Which lines below contain the word "From"? Pull out every one of them and copy each in full.

——

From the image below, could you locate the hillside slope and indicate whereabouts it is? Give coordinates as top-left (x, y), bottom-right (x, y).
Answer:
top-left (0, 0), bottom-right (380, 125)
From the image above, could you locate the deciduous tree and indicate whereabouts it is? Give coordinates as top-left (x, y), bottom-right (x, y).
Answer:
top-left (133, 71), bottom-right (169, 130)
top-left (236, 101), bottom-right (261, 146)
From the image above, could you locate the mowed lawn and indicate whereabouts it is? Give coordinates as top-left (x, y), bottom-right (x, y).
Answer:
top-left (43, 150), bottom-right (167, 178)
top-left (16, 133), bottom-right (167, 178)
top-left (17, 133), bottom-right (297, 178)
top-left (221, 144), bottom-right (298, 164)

——

> _Written response_
From the image below, could you locate the hillside slope and indicate whereabouts it is? Give coordinates as top-left (x, y), bottom-right (x, y).
From the image above, could you locate the deciduous tree and indicate whereabouts it is? Give coordinates as top-left (x, y), bottom-right (x, y).
From the image above, could you locate the mowed lawn and indicate whereabouts it is? Give coordinates as top-left (x, y), bottom-right (x, y).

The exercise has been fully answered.